-- START --

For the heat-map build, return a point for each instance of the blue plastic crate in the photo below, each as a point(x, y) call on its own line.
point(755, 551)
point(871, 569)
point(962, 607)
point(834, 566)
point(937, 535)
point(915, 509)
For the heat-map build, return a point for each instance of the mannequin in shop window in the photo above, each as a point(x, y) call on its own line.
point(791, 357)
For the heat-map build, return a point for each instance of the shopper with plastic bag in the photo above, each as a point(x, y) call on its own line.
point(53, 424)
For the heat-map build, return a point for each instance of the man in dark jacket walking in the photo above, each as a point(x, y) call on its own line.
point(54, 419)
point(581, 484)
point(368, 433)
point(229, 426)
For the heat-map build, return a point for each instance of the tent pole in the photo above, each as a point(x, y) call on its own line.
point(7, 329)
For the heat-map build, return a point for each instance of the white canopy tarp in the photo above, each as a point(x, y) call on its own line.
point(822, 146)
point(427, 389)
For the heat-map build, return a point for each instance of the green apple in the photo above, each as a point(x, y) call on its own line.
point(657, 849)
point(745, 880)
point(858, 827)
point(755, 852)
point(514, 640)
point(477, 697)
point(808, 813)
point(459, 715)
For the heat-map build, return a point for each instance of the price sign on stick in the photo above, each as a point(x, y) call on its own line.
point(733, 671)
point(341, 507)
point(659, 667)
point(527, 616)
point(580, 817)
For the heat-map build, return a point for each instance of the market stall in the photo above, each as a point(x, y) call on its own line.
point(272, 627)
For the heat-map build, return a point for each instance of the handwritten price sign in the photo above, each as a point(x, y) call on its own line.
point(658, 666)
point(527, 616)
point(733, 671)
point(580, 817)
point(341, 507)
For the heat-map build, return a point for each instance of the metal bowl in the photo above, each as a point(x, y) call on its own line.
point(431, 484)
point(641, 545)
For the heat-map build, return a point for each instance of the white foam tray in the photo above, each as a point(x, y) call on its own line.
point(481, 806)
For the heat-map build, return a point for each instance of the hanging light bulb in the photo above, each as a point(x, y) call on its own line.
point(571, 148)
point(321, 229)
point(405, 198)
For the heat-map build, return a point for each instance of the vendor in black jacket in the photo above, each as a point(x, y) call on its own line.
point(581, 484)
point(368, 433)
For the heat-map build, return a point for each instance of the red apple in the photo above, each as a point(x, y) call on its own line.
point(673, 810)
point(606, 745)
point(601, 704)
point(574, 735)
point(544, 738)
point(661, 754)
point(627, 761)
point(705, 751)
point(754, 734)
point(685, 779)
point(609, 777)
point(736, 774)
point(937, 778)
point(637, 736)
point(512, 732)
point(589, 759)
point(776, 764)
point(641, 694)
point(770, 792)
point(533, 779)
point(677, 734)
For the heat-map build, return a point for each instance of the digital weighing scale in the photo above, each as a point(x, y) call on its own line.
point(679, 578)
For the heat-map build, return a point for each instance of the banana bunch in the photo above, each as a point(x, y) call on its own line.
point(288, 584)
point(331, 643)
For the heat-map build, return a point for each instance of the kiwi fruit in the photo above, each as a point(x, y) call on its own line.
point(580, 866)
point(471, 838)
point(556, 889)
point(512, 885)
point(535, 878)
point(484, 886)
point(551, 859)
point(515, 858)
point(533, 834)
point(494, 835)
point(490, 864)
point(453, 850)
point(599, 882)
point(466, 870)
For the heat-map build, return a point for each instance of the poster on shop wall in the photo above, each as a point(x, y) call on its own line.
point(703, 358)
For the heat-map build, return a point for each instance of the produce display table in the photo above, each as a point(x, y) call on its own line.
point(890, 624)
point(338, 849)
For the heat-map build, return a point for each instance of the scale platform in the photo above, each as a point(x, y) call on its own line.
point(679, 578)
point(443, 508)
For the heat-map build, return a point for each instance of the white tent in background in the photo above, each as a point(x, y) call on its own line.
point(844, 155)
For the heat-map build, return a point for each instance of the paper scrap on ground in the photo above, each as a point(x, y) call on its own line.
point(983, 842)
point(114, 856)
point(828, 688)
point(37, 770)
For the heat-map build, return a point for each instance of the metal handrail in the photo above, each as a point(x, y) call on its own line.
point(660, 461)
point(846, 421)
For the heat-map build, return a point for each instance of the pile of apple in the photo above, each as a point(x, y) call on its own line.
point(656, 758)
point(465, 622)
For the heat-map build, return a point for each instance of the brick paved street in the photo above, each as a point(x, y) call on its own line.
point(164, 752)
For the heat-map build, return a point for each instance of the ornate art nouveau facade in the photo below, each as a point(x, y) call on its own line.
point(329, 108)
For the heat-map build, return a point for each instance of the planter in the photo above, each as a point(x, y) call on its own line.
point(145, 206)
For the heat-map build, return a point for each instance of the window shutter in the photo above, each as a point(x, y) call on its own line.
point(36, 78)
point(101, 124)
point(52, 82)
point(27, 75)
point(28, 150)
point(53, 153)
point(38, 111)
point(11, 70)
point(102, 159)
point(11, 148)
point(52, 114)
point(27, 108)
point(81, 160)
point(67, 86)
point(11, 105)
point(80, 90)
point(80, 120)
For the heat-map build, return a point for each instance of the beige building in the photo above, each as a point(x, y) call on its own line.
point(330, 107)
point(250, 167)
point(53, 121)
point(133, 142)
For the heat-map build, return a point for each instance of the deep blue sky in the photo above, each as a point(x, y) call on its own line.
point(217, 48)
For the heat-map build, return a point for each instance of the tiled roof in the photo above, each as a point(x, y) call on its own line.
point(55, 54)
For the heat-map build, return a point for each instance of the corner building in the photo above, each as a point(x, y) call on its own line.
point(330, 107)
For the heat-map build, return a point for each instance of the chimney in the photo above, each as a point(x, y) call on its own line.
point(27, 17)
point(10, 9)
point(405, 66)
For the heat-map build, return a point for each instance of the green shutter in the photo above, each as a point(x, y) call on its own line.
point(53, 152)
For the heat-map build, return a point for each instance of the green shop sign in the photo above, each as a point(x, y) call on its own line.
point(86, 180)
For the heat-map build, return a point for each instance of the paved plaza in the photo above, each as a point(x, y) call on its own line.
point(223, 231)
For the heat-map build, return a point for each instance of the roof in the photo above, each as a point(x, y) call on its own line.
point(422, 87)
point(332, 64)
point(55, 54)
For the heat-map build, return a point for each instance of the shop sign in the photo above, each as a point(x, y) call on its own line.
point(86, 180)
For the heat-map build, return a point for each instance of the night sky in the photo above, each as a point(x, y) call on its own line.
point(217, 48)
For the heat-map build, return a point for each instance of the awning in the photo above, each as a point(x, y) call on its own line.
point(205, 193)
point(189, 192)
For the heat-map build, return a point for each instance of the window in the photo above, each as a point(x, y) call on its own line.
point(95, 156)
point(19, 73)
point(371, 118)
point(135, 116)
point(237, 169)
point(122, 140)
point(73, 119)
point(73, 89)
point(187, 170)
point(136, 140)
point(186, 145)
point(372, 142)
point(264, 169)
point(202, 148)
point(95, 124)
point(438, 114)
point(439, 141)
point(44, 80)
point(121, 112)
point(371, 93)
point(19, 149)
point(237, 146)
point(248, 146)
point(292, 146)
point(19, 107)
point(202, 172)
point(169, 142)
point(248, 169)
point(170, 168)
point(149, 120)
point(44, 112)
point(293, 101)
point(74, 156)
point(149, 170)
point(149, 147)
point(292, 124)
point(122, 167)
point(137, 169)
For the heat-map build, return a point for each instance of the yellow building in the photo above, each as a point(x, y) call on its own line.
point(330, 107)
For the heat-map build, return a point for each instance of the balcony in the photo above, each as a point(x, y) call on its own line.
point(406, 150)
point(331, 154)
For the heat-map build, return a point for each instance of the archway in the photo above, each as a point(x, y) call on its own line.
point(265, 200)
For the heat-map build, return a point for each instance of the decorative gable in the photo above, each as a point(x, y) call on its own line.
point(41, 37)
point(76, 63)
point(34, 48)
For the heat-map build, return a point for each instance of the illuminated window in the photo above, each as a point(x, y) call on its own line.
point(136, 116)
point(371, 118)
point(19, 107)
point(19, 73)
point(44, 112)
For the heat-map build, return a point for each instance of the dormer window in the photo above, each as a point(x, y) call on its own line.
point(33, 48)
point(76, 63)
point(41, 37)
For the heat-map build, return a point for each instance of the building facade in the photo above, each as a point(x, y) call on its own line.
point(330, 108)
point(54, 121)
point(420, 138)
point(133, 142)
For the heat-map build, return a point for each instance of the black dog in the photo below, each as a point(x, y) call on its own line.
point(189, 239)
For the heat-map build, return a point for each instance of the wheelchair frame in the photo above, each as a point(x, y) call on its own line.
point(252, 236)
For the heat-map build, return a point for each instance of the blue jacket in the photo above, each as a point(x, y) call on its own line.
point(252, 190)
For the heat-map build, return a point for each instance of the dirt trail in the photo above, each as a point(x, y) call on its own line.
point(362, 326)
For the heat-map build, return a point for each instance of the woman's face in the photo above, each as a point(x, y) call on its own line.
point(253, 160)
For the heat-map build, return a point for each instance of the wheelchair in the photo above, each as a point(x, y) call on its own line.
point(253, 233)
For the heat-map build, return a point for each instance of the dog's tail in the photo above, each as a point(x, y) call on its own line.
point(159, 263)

-- END --

WHAT IS BEING ASKED –
Write out, word for word, the line containing "of the decorative" and every line after it to the end of the data above.

THE ANSWER –
For the heat-map build, return a point for each instance of the decorative gable in the photo above, each as a point(x, y) call on its own line.
point(41, 37)
point(76, 63)
point(34, 48)
For the heat-map build, return a point for each instance of the illuminated window in the photo above, each as a point(x, y) call on its own line.
point(136, 116)
point(371, 118)
point(19, 107)
point(19, 73)
point(44, 112)
For the heat-map build, return a point for each instance of the dormer window in the photo above, each as a point(x, y) call on its own line.
point(33, 48)
point(76, 63)
point(41, 37)
For the heat-map build, return a point for each instance of the building facade in the photo above, each as a point(x, y) call on its own line.
point(330, 108)
point(54, 121)
point(420, 138)
point(133, 142)
For the heat-map build, return a point for each instance of the black dog in the photo below, each as a point(x, y) call on its own line.
point(189, 239)
For the heat-map build, return a point for each instance of the wheelchair frame in the photo above, each as a point(x, y) call on its own line.
point(252, 236)
For the heat-map build, return a point for each instance of the blue jacket in the photo above, each as a point(x, y) call on its own line.
point(252, 190)
For the heat-map build, return a point for each instance of the dirt trail in the photo above, each as a point(x, y) call on its own line.
point(362, 326)
For the heat-map build, return a point for each instance of the woman's face in the photo above, each as a point(x, y) call on its own line.
point(253, 160)
For the heat-map build, return a point for each instance of the wheelchair in the photo above, each as a point(x, y) call on its own line.
point(253, 233)
For the heat-map build, return a point for each instance of the dog's tail in the photo above, each as a point(x, y) call on its own line.
point(159, 263)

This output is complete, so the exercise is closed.